_Image location labeling entries_:
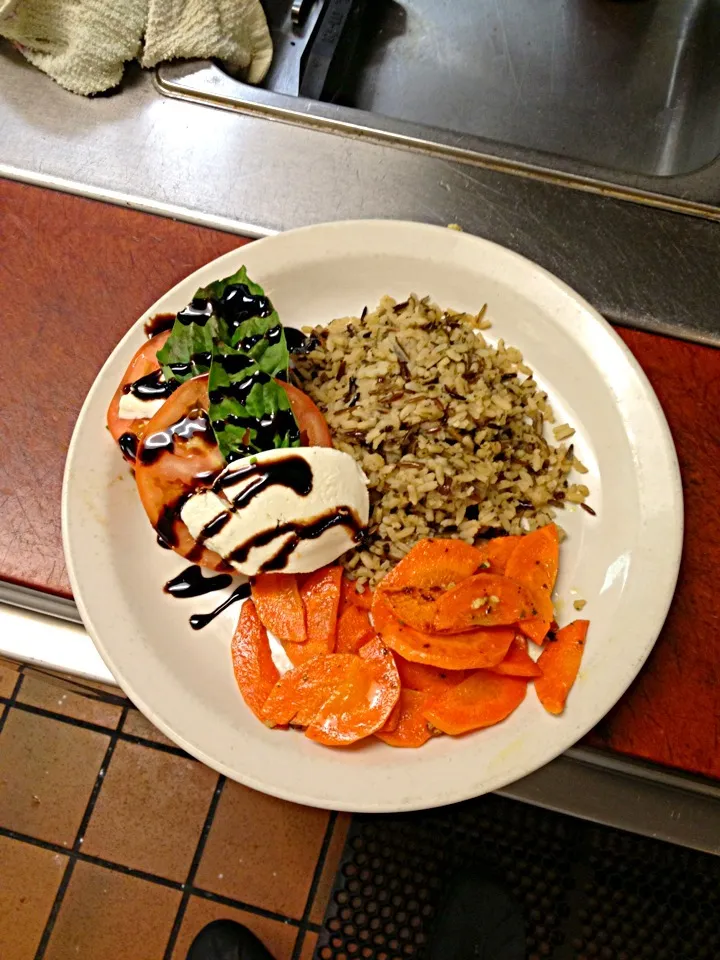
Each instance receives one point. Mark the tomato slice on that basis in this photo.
(143, 363)
(178, 454)
(314, 431)
(174, 461)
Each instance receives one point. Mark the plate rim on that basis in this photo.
(405, 804)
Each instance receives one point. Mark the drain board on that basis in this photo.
(586, 891)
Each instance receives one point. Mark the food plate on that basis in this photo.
(623, 561)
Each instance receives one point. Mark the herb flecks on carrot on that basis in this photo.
(280, 606)
(482, 700)
(320, 594)
(300, 693)
(534, 563)
(483, 600)
(253, 666)
(362, 703)
(410, 728)
(518, 662)
(560, 662)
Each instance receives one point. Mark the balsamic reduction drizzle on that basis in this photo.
(185, 429)
(151, 387)
(192, 583)
(128, 443)
(159, 324)
(200, 620)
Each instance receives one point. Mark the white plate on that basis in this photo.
(624, 562)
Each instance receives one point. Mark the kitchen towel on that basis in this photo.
(84, 44)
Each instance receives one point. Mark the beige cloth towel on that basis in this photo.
(84, 44)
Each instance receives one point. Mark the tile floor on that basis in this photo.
(115, 844)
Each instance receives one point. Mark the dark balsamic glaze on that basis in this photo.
(300, 530)
(185, 429)
(297, 342)
(128, 443)
(197, 311)
(200, 620)
(159, 324)
(151, 387)
(192, 583)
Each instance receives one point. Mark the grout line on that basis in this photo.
(10, 701)
(188, 886)
(314, 883)
(62, 889)
(98, 728)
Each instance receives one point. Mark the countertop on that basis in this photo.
(81, 272)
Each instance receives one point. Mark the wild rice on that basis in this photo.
(448, 429)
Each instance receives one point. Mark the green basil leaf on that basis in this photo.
(249, 410)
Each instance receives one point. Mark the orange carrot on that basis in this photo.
(496, 553)
(280, 606)
(420, 676)
(300, 693)
(255, 672)
(415, 606)
(534, 563)
(433, 563)
(353, 629)
(411, 728)
(451, 651)
(518, 662)
(484, 600)
(560, 662)
(350, 594)
(362, 703)
(480, 701)
(320, 593)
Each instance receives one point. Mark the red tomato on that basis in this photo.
(314, 430)
(143, 363)
(166, 476)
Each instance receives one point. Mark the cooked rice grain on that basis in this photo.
(448, 429)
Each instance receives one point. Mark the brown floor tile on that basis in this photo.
(278, 937)
(150, 811)
(8, 676)
(47, 772)
(29, 878)
(309, 944)
(262, 851)
(111, 915)
(138, 725)
(39, 692)
(332, 861)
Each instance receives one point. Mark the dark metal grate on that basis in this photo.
(586, 891)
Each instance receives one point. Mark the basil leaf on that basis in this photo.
(249, 411)
(189, 349)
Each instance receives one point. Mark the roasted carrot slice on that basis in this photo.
(420, 676)
(255, 672)
(362, 703)
(320, 594)
(300, 693)
(411, 728)
(518, 662)
(560, 662)
(433, 563)
(280, 606)
(482, 700)
(451, 651)
(534, 563)
(351, 594)
(415, 606)
(353, 630)
(484, 600)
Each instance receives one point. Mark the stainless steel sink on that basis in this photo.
(618, 95)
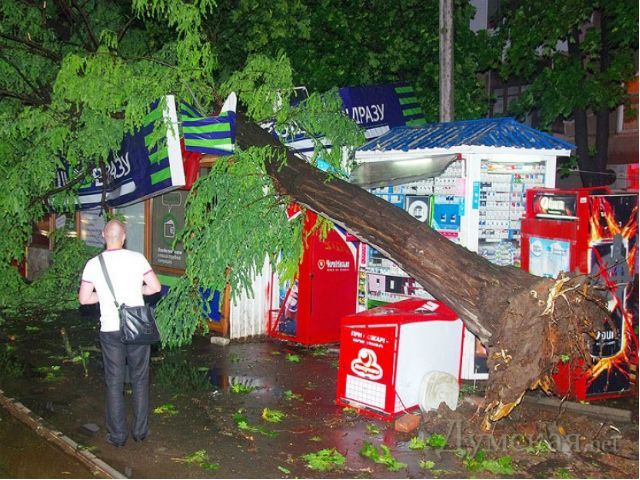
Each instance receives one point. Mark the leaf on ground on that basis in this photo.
(372, 429)
(324, 460)
(293, 358)
(166, 409)
(383, 456)
(273, 416)
(289, 395)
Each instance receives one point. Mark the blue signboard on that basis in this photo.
(376, 108)
(136, 171)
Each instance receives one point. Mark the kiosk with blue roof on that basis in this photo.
(465, 179)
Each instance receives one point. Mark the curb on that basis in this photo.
(97, 466)
(600, 411)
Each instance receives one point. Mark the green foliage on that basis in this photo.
(176, 375)
(479, 463)
(83, 359)
(319, 352)
(289, 396)
(242, 422)
(372, 429)
(531, 31)
(562, 473)
(51, 373)
(200, 458)
(382, 456)
(426, 464)
(166, 409)
(272, 415)
(55, 289)
(241, 388)
(10, 367)
(435, 440)
(71, 90)
(540, 447)
(345, 49)
(284, 470)
(324, 460)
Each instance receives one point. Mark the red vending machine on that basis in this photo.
(325, 289)
(386, 352)
(595, 232)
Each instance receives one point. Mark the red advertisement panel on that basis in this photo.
(367, 365)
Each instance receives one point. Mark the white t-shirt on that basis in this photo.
(126, 270)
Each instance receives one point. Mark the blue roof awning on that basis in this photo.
(503, 132)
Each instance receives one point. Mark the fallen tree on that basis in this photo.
(527, 323)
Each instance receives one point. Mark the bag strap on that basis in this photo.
(106, 277)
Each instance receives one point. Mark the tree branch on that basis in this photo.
(85, 20)
(74, 181)
(26, 99)
(45, 52)
(125, 28)
(38, 91)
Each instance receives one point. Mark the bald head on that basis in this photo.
(114, 234)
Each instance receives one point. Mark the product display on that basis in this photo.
(594, 231)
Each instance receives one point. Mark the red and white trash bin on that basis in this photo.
(386, 352)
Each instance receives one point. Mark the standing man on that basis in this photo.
(131, 276)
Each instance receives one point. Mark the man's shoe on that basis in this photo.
(114, 443)
(140, 438)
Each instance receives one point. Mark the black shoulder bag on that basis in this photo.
(137, 324)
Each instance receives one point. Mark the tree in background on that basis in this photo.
(587, 76)
(76, 77)
(334, 43)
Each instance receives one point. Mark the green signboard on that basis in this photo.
(167, 219)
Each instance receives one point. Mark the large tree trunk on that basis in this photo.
(513, 313)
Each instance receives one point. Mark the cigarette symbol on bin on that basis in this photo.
(366, 365)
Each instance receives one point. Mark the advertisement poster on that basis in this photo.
(91, 225)
(167, 219)
(366, 355)
(548, 257)
(136, 172)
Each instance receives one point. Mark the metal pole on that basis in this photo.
(446, 61)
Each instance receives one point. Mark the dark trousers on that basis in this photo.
(117, 357)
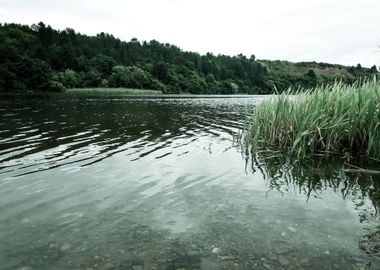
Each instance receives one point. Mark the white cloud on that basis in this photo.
(336, 31)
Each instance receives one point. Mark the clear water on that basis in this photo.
(151, 183)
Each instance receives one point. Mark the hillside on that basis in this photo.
(39, 58)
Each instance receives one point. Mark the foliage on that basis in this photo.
(31, 58)
(340, 119)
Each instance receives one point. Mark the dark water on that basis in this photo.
(140, 183)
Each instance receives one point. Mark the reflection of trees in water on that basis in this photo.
(317, 175)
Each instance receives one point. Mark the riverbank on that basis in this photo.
(337, 119)
(128, 91)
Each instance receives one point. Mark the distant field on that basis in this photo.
(128, 91)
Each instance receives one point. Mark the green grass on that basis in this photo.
(128, 91)
(336, 119)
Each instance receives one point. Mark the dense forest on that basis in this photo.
(39, 58)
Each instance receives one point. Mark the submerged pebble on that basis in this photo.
(66, 247)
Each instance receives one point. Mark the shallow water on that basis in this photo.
(160, 183)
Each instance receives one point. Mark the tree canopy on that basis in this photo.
(39, 58)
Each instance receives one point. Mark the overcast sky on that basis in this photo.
(334, 31)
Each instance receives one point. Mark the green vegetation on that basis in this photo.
(337, 119)
(127, 91)
(40, 58)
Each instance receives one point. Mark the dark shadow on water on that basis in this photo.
(316, 175)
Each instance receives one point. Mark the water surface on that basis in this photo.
(160, 183)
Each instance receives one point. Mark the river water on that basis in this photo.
(113, 182)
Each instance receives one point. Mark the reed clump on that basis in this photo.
(335, 119)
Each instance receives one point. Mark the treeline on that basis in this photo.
(39, 58)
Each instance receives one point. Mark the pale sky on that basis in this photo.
(334, 31)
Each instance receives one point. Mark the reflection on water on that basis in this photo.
(142, 183)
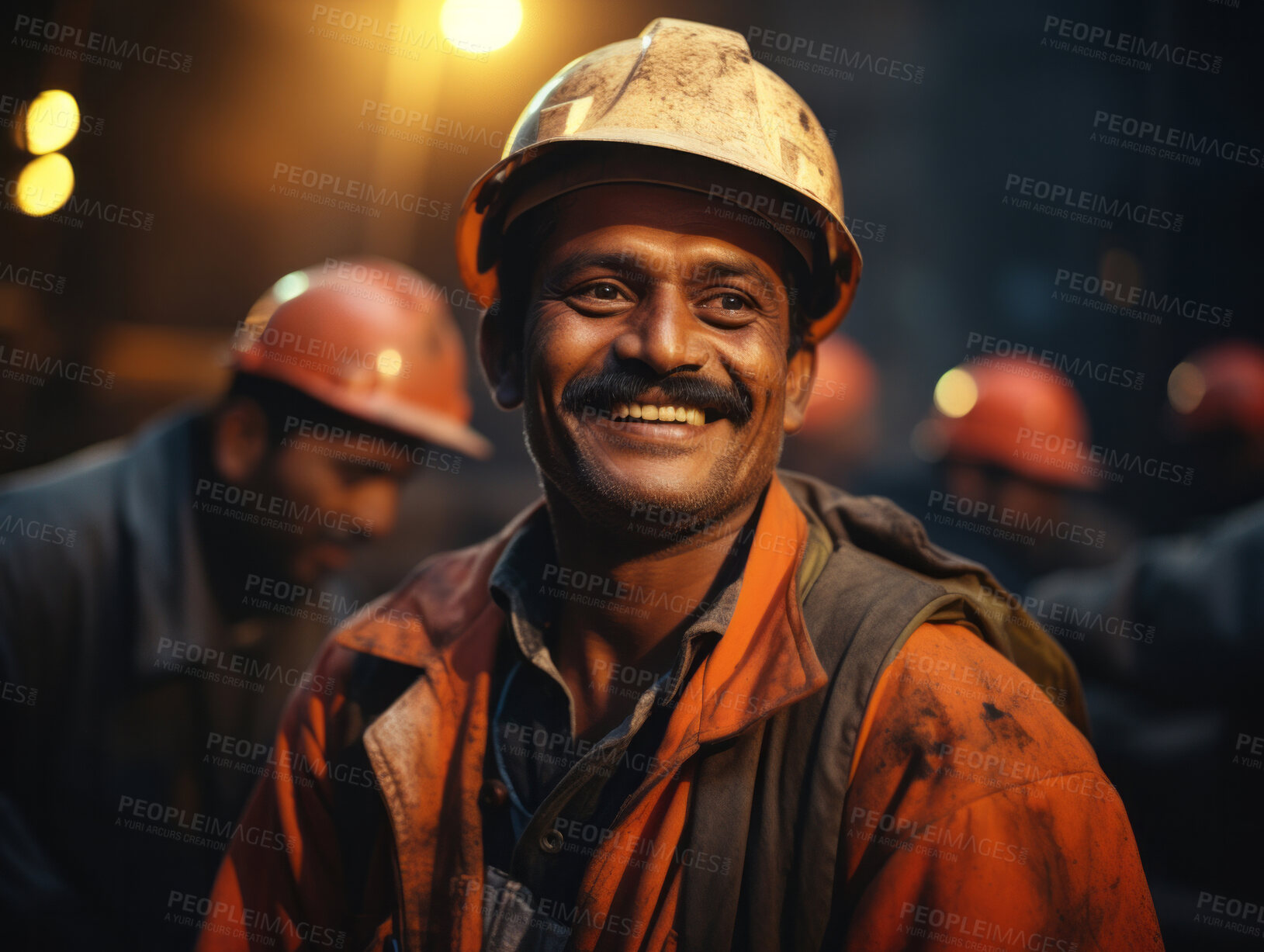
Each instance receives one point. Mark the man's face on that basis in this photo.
(357, 498)
(645, 299)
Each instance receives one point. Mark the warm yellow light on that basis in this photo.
(390, 362)
(480, 24)
(52, 120)
(956, 393)
(1186, 387)
(44, 185)
(289, 287)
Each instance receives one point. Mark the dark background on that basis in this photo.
(926, 162)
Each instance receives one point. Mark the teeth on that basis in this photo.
(663, 414)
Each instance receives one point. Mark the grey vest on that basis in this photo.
(771, 801)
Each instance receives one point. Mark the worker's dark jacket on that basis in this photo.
(106, 799)
(868, 747)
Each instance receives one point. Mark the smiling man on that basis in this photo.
(687, 701)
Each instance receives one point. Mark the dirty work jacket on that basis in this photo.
(884, 781)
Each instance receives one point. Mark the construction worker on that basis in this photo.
(1012, 478)
(840, 430)
(147, 590)
(687, 701)
(1169, 639)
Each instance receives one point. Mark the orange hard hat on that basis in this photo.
(684, 106)
(368, 337)
(844, 389)
(1015, 415)
(1220, 387)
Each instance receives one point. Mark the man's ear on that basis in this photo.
(800, 373)
(500, 351)
(239, 439)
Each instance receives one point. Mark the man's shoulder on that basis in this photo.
(954, 721)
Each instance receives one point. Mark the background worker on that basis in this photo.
(148, 590)
(1014, 482)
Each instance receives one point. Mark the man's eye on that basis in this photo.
(602, 291)
(729, 303)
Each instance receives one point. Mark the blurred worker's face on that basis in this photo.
(333, 497)
(645, 297)
(358, 500)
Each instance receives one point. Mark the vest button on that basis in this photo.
(493, 794)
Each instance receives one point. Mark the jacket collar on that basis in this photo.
(764, 662)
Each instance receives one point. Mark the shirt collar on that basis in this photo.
(528, 583)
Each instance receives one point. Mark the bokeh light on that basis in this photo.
(52, 120)
(956, 393)
(480, 24)
(44, 185)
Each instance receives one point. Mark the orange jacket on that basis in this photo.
(975, 808)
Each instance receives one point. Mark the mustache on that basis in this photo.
(606, 389)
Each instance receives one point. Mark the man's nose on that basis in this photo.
(663, 334)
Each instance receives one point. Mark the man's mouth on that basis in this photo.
(664, 414)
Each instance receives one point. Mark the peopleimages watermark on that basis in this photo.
(289, 767)
(349, 447)
(1008, 773)
(1133, 301)
(351, 194)
(937, 670)
(1230, 913)
(1147, 138)
(971, 932)
(1081, 206)
(18, 693)
(327, 608)
(1123, 48)
(70, 205)
(255, 926)
(400, 289)
(32, 277)
(930, 839)
(211, 664)
(1068, 621)
(560, 749)
(1043, 358)
(636, 851)
(393, 38)
(192, 827)
(16, 112)
(37, 531)
(43, 367)
(826, 58)
(92, 47)
(420, 128)
(1254, 755)
(219, 498)
(1001, 522)
(546, 914)
(319, 353)
(1075, 455)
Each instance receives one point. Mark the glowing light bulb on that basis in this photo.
(44, 185)
(956, 393)
(480, 24)
(52, 120)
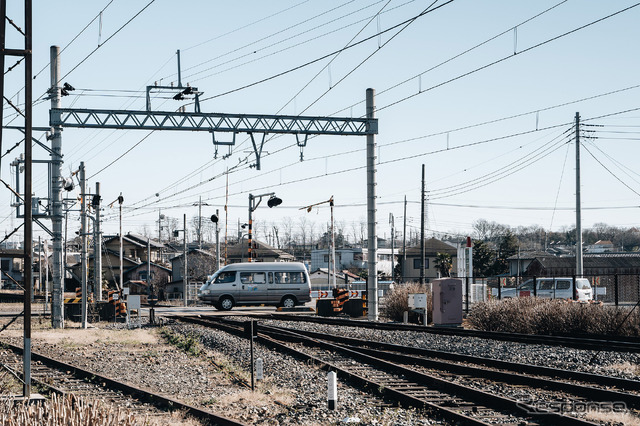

_Required work_: Rescale everything from the row containing "Each instance receives one point. Mark the grey" down to the row containing "(1169, 639)", both ends included, and give only those rows with their requests kept. Multiply each point coordinate in them by 2.25 and round to whole numbers, with halves rounded up.

_Task output_:
Each instance receives one point. Mark the grey vest on that basis in this photo.
(1735, 1802)
Each instance receives one point. Mark the worker's dark jacket on that basis in this photo.
(239, 1798)
(1953, 1681)
Each instance receives one point. Mark the smiling man on that basis in this photo.
(1546, 1577)
Each instance receives one point. Mark the dirty work jacket on that basis in this photo.
(1989, 1757)
Each instance receives one point. Mark the construction worker on that basis in this photo.
(2277, 1076)
(1890, 968)
(331, 1328)
(1546, 1577)
(2630, 1438)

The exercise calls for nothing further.